## PROBLEM TO WORK ON
Look through the entries below. Report each line that has the word "fence" in it.

|---|

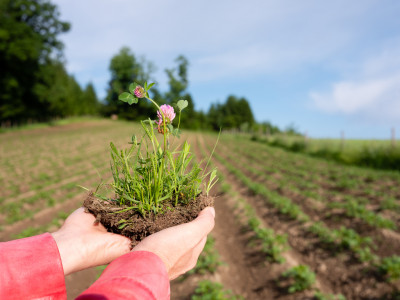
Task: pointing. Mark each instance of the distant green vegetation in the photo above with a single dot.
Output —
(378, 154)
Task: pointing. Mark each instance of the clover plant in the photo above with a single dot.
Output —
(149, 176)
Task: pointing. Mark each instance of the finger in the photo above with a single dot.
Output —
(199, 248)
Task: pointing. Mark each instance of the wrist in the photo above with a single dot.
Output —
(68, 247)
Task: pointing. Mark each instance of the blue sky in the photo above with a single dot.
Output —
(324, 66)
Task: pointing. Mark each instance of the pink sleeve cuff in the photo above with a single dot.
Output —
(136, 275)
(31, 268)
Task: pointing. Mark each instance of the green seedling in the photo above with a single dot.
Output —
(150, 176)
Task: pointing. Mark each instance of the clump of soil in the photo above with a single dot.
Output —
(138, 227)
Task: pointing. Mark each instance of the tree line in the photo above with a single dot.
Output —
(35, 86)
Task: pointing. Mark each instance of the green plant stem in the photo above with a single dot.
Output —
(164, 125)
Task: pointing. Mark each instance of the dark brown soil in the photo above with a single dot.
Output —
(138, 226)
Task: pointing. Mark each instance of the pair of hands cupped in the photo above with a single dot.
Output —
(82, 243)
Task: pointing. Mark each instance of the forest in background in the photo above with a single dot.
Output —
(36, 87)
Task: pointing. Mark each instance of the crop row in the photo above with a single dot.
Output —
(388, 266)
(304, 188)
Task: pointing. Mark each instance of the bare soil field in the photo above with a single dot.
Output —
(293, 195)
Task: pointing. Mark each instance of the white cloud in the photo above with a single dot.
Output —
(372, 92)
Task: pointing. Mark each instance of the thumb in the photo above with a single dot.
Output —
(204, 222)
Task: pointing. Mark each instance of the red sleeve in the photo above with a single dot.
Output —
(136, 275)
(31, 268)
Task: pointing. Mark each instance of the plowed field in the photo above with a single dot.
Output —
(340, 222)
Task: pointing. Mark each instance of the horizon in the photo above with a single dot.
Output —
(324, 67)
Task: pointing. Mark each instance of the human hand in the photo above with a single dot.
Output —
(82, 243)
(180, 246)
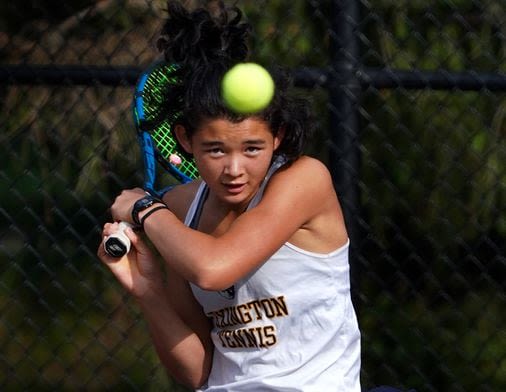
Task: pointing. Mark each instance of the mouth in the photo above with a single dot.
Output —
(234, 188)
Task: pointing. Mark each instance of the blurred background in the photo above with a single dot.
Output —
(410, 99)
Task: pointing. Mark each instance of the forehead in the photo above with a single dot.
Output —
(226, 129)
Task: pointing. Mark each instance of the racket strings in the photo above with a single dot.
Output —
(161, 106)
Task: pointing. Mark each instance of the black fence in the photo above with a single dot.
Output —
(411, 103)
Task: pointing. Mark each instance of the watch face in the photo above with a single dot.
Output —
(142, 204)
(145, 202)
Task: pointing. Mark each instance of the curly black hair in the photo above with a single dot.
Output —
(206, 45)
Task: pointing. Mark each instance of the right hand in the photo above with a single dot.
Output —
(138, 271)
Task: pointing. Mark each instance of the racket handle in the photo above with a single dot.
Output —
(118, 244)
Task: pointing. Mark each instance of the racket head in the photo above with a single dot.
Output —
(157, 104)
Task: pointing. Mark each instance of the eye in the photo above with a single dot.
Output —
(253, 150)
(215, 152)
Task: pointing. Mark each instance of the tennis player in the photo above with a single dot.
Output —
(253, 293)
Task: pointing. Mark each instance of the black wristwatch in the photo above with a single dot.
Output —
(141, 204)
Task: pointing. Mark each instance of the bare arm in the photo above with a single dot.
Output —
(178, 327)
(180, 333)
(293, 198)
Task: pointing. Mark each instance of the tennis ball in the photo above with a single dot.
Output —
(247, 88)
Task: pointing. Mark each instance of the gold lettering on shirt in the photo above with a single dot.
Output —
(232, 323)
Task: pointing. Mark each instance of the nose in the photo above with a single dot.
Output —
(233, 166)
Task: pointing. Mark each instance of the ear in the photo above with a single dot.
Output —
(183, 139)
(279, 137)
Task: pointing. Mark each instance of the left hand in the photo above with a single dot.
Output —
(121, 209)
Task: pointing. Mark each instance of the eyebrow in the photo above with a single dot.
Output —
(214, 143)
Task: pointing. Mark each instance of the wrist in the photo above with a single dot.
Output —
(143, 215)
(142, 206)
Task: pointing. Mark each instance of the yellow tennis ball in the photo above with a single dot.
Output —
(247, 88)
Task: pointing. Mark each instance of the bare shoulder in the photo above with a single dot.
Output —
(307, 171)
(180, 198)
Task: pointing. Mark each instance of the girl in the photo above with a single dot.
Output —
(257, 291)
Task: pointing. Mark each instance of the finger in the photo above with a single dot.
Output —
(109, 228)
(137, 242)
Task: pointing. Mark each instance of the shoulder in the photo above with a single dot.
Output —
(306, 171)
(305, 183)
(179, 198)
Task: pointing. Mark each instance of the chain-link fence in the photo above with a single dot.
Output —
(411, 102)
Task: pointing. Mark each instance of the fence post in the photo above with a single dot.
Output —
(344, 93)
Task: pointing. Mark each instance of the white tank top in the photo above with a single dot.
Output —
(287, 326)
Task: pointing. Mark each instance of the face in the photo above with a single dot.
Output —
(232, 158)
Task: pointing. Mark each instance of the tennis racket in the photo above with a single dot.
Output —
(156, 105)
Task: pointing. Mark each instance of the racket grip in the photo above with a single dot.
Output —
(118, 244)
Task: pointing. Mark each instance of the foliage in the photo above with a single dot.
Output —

|---|

## THE COMPLETED TASK
Task: pointing. Mark each instance of the black fence in the photo above with a single dot.
Task: pointing. Mark each instance of the chain-link fence in the photo above with a single dot.
Task: pointing. Mark each instance of the fence post in the photo above with a single dot.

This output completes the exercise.